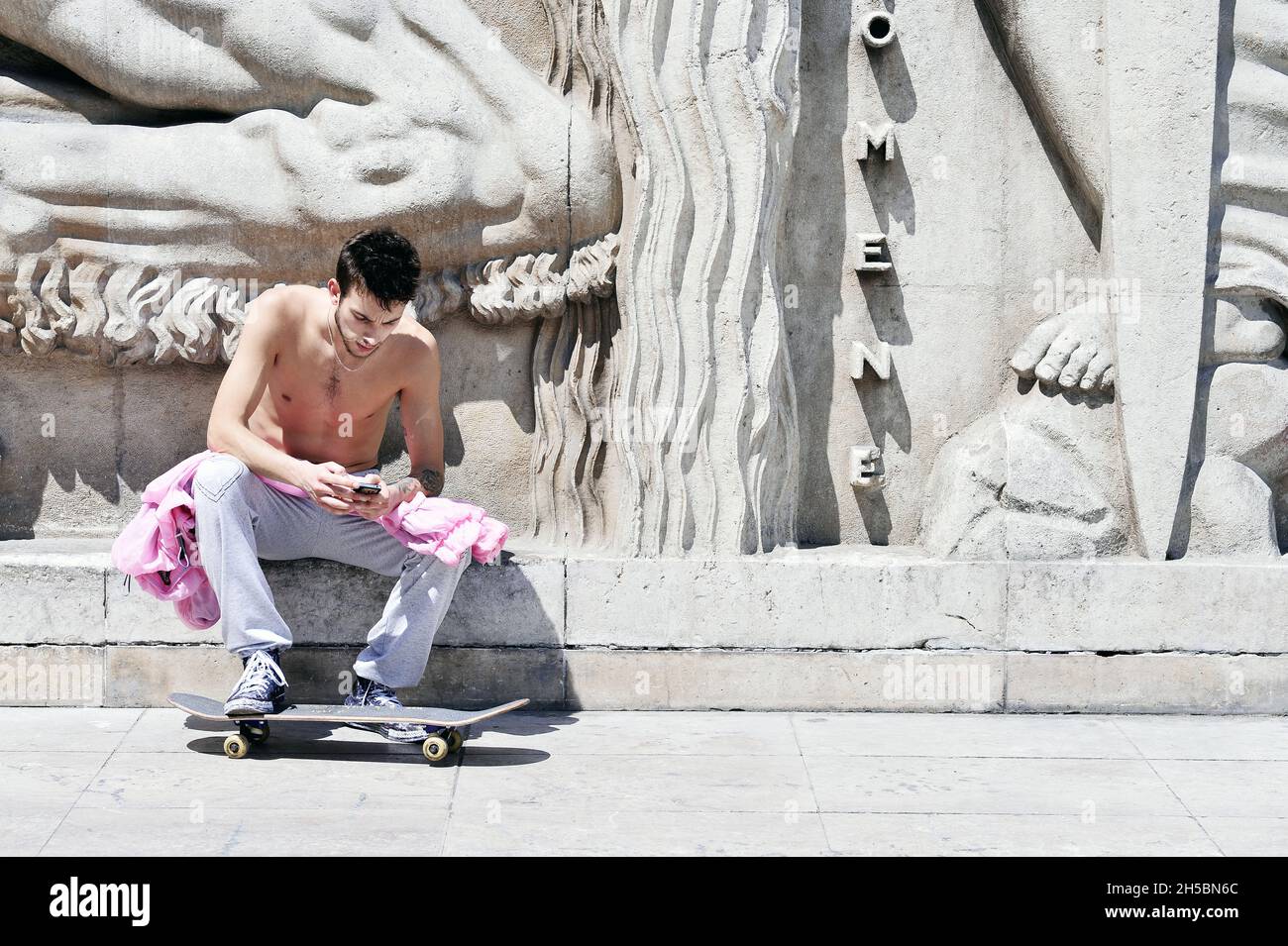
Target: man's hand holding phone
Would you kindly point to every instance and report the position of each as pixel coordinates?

...

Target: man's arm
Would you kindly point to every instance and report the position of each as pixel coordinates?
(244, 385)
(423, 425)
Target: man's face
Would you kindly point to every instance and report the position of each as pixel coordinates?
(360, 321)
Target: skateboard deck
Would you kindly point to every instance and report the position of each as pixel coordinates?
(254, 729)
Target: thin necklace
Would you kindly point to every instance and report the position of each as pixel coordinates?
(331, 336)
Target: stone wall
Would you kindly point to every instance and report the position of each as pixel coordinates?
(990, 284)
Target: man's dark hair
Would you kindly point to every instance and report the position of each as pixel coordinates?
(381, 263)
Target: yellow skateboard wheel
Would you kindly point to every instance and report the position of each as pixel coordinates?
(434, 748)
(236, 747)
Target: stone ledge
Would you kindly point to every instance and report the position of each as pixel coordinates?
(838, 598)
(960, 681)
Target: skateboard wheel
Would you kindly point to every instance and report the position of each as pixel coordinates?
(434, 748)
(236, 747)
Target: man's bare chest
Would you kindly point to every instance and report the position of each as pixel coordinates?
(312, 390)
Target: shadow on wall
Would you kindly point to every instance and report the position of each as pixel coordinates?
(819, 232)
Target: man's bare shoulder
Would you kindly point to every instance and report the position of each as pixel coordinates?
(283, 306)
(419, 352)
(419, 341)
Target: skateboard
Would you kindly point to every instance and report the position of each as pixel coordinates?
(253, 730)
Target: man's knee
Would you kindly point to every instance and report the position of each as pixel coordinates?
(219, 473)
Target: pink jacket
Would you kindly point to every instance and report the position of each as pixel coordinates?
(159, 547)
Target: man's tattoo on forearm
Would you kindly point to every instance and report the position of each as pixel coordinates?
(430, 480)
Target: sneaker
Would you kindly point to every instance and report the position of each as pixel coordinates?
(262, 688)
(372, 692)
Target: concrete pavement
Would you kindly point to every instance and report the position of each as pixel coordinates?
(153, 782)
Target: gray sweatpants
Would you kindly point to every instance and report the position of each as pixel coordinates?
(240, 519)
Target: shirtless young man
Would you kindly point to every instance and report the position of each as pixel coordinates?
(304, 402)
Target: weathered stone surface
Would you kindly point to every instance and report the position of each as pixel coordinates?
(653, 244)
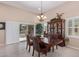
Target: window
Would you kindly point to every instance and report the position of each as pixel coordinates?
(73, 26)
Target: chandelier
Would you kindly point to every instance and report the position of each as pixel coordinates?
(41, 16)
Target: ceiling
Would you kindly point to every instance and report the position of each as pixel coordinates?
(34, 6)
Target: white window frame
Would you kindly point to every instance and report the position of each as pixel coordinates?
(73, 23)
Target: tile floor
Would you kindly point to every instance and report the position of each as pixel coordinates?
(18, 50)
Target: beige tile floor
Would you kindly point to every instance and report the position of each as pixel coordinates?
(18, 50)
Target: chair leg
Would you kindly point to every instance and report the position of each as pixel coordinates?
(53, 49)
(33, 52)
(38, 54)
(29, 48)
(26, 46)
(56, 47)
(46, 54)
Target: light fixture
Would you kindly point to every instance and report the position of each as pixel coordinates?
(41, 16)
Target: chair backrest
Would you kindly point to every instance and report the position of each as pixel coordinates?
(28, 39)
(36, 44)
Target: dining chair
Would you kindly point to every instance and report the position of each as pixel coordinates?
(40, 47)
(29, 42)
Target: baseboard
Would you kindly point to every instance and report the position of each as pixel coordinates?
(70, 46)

* Problem to solve *
Copy every line from the material in which the word "floor" can be found.

* Result for this task *
Target: tile floor
Target: beige tile floor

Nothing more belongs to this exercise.